(Recorded data)
- - -
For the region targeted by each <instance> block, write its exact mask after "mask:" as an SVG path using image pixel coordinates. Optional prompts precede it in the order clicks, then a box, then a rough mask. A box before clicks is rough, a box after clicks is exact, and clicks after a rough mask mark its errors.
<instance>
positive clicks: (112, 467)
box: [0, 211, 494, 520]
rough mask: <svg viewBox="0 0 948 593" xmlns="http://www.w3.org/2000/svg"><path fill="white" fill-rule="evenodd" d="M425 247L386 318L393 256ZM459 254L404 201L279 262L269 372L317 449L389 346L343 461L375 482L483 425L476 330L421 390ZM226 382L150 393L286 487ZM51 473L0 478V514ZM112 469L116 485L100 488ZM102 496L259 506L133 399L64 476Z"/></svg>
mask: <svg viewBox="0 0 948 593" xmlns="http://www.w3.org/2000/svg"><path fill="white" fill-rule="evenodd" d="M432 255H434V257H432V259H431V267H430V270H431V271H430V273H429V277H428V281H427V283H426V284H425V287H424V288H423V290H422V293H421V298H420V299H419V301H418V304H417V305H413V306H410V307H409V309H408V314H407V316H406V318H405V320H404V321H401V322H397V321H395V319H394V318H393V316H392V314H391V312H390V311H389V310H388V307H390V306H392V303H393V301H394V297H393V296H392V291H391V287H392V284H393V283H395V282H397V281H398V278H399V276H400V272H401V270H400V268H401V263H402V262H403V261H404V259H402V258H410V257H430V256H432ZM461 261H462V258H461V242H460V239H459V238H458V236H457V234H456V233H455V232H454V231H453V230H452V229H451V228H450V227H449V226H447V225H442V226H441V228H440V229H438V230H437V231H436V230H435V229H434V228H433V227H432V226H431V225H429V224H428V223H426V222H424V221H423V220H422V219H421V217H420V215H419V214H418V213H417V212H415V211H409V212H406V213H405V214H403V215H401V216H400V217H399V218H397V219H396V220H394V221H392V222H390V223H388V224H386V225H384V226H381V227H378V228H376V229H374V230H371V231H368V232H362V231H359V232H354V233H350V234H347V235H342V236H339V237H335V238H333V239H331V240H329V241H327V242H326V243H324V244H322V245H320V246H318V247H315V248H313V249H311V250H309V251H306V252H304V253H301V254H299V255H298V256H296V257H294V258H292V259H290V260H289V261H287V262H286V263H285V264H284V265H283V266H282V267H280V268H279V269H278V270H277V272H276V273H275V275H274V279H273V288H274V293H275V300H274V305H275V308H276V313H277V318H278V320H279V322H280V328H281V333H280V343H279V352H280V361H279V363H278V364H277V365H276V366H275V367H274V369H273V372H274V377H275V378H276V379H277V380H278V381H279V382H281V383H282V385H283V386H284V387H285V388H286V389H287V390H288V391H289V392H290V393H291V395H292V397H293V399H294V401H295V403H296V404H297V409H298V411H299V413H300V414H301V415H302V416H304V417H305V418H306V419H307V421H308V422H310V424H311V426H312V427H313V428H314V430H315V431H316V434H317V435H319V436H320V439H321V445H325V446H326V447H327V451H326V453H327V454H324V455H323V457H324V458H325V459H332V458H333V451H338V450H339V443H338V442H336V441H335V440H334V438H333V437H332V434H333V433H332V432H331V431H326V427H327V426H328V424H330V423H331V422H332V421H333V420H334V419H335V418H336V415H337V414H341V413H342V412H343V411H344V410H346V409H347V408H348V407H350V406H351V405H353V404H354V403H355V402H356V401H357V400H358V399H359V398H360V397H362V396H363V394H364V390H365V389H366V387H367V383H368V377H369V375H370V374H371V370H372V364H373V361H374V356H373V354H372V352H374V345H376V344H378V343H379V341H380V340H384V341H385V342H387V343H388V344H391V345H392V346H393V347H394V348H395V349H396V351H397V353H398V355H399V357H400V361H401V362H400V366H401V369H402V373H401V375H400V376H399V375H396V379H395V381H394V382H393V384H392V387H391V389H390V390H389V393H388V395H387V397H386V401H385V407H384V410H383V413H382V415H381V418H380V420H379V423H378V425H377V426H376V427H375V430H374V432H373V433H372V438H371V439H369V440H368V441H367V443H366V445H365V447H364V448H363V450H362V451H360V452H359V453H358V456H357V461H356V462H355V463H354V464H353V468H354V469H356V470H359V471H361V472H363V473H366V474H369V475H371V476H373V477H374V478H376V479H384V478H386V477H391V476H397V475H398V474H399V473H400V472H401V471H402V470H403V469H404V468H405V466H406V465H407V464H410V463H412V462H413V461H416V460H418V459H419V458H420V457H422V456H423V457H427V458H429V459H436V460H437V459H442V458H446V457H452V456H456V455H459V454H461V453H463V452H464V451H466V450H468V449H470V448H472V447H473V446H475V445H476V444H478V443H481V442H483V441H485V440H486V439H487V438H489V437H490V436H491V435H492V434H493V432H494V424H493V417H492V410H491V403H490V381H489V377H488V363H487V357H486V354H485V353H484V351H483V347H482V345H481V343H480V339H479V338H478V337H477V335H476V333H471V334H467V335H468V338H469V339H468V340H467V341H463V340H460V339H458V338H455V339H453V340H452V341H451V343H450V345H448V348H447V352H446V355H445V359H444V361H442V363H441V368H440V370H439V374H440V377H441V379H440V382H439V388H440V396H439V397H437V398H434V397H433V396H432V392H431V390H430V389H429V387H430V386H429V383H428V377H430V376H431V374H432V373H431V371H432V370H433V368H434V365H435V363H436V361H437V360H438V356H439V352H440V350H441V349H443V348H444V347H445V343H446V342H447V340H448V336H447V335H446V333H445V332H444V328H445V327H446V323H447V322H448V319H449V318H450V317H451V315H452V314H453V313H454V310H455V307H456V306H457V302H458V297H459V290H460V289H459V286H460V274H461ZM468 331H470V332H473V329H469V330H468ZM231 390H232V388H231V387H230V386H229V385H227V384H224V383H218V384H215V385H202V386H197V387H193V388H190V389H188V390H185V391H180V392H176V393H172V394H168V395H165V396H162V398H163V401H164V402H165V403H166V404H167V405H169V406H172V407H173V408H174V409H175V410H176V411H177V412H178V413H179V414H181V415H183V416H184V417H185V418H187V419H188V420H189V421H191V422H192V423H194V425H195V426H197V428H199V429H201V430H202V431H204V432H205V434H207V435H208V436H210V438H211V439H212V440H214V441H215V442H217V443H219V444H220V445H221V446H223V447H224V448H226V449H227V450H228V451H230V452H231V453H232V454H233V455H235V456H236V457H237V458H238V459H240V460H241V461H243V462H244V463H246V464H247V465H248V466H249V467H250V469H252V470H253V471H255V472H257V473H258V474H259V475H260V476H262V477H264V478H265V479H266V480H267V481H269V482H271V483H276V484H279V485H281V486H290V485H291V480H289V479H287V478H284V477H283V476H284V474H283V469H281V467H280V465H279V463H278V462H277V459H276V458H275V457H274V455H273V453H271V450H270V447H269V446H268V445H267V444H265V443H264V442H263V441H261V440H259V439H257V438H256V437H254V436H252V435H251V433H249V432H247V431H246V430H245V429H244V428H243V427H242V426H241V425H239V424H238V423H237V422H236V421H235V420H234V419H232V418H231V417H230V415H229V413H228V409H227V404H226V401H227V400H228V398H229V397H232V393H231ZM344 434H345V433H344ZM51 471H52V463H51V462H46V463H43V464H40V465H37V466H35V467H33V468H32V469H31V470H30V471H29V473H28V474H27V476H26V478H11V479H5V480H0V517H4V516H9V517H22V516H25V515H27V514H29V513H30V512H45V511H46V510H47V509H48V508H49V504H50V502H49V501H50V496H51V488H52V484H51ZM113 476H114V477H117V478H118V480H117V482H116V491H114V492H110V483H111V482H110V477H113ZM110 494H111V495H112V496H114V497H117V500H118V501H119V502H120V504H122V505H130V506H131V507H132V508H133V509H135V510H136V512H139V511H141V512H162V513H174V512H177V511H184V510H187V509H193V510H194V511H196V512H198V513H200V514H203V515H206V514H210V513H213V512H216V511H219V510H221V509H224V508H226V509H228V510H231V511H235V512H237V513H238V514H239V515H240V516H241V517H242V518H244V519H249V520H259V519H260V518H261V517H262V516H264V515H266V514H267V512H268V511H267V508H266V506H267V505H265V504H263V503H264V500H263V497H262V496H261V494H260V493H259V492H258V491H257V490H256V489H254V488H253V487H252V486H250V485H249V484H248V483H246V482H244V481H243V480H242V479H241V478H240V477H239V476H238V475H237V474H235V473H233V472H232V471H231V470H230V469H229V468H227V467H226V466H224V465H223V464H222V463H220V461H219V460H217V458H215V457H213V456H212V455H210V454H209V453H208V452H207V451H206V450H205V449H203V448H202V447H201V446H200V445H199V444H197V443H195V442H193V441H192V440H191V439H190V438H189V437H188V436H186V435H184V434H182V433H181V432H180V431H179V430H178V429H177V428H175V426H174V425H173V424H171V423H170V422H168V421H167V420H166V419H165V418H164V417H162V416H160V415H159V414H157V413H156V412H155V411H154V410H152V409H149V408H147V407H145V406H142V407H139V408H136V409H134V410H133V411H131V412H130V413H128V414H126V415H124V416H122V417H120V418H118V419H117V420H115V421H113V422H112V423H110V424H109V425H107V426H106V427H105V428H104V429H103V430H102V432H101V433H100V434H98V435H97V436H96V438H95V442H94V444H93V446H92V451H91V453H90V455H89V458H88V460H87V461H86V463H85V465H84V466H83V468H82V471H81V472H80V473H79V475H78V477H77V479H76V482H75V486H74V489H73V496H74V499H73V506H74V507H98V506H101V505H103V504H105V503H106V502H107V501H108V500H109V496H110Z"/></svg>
- - -
▸ ASSIGNMENT
Present everything in the data from the beginning down to the line containing "rough mask: <svg" as a numbered list, including both ends and leaving out any blank lines.

▸ RESPONSE
1. For the region targeted by each <instance> block, write its exact mask after "mask:" as an SVG path using image pixel coordinates. Optional prompts precede it in the order clicks, then a box, then a rough mask. A box before clicks is rough, a box after clicks is exact, and clicks after a rough mask mark its errors.
2. <instance>
3. positive clicks: (112, 467)
4. box: [0, 211, 494, 520]
5. rough mask: <svg viewBox="0 0 948 593" xmlns="http://www.w3.org/2000/svg"><path fill="white" fill-rule="evenodd" d="M425 247L386 318L393 256ZM459 254L404 201L279 262L269 372L317 449L389 346L343 461L375 482L483 425L476 330L421 390ZM226 382L150 393L286 487ZM51 473L0 478V514ZM112 469L116 485L100 488ZM102 496L259 506L133 399L64 476Z"/></svg>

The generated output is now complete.